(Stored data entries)
· · ·

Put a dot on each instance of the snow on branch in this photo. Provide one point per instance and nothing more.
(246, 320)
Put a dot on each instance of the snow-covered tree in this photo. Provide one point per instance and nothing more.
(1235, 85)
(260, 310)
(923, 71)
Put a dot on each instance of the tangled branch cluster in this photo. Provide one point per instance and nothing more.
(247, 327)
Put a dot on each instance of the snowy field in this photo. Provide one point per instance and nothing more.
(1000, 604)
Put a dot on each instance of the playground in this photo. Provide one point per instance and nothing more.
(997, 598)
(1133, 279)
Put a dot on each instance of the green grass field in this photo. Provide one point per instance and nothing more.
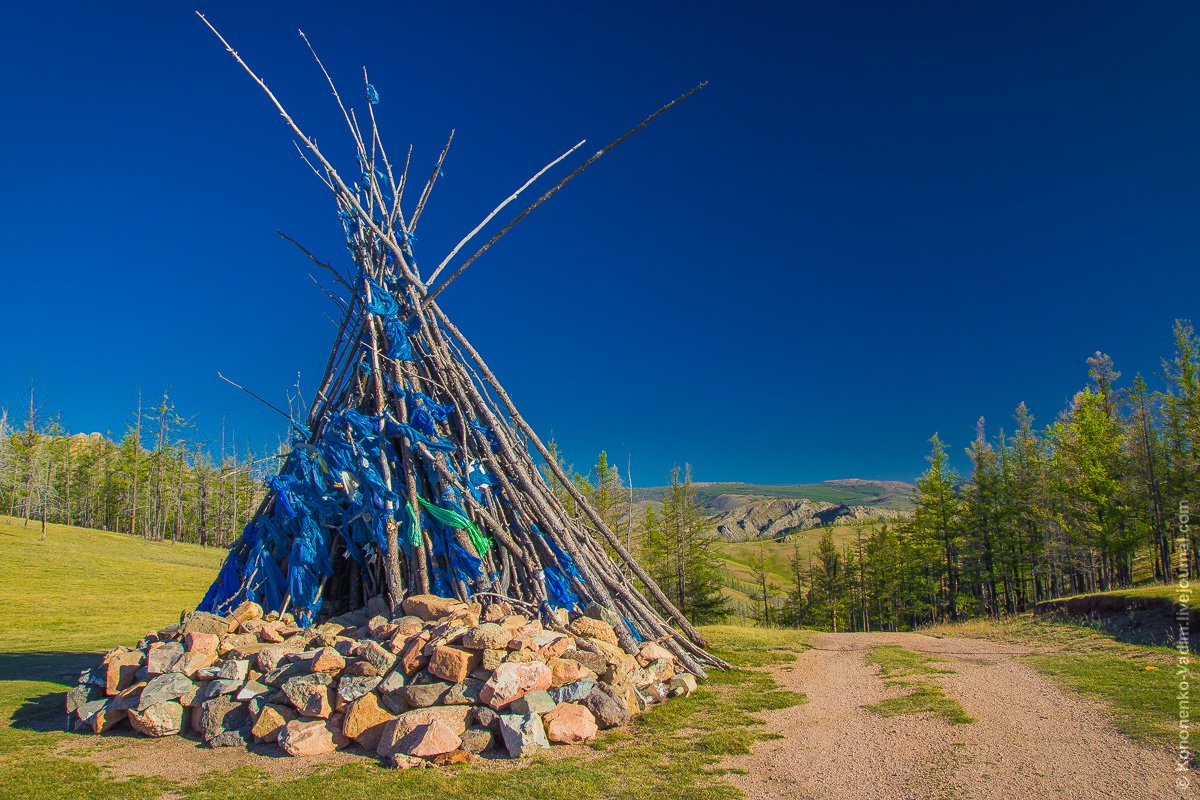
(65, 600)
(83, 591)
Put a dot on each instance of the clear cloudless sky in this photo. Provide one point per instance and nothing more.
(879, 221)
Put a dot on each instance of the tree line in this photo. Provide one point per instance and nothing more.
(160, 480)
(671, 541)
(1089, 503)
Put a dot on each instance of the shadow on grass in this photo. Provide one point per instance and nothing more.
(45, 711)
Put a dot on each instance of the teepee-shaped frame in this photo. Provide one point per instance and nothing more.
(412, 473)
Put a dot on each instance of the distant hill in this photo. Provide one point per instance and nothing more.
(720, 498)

· · ·

*AIM OF THE EXERCISE*: Set the entries down again exactly. Do not include the images.

*WRITTEN REPLY*:
Put a dot on each instance of the snow on branch in this photo. Provide one point per instance and nothing more.
(246, 320)
Put a dot on each instance of the snow-covered tree in this photo. Provide one point per instance and nothing more.
(1235, 85)
(260, 310)
(923, 71)
Put a dot on each instance of the tangled branch cluster in this photo. Provide one point per instance and nothing more.
(247, 327)
Put a dot on each instance of the snowy field in this photo. Provide one point per instance and nothing more.
(1000, 604)
Put a dot on each instance of the playground in this photo. Provide one point per instance and nothing more.
(997, 598)
(1133, 279)
Put a dot on each instance of the green grass field in this photo. Provide one point per instance and nothing more.
(65, 600)
(83, 591)
Put a dot on each instance of the clear cloudless sky in this photo. Provide one point per instance and nothing more.
(879, 221)
Put a dot on each instance of the tree line in this photo. Provide one point per instance and nothing more.
(160, 480)
(671, 541)
(1089, 503)
Put a dot on each instance of the shadow on grass in this photo. Provide one point per instance and nothing more.
(45, 711)
Put a dot on each instance of the teepee-shaped frame in this photo. Provide one point per instance and nothing more.
(412, 473)
Put a dot on each instance of the distant hill in this photo. Provide one point per instance and nothing more.
(720, 498)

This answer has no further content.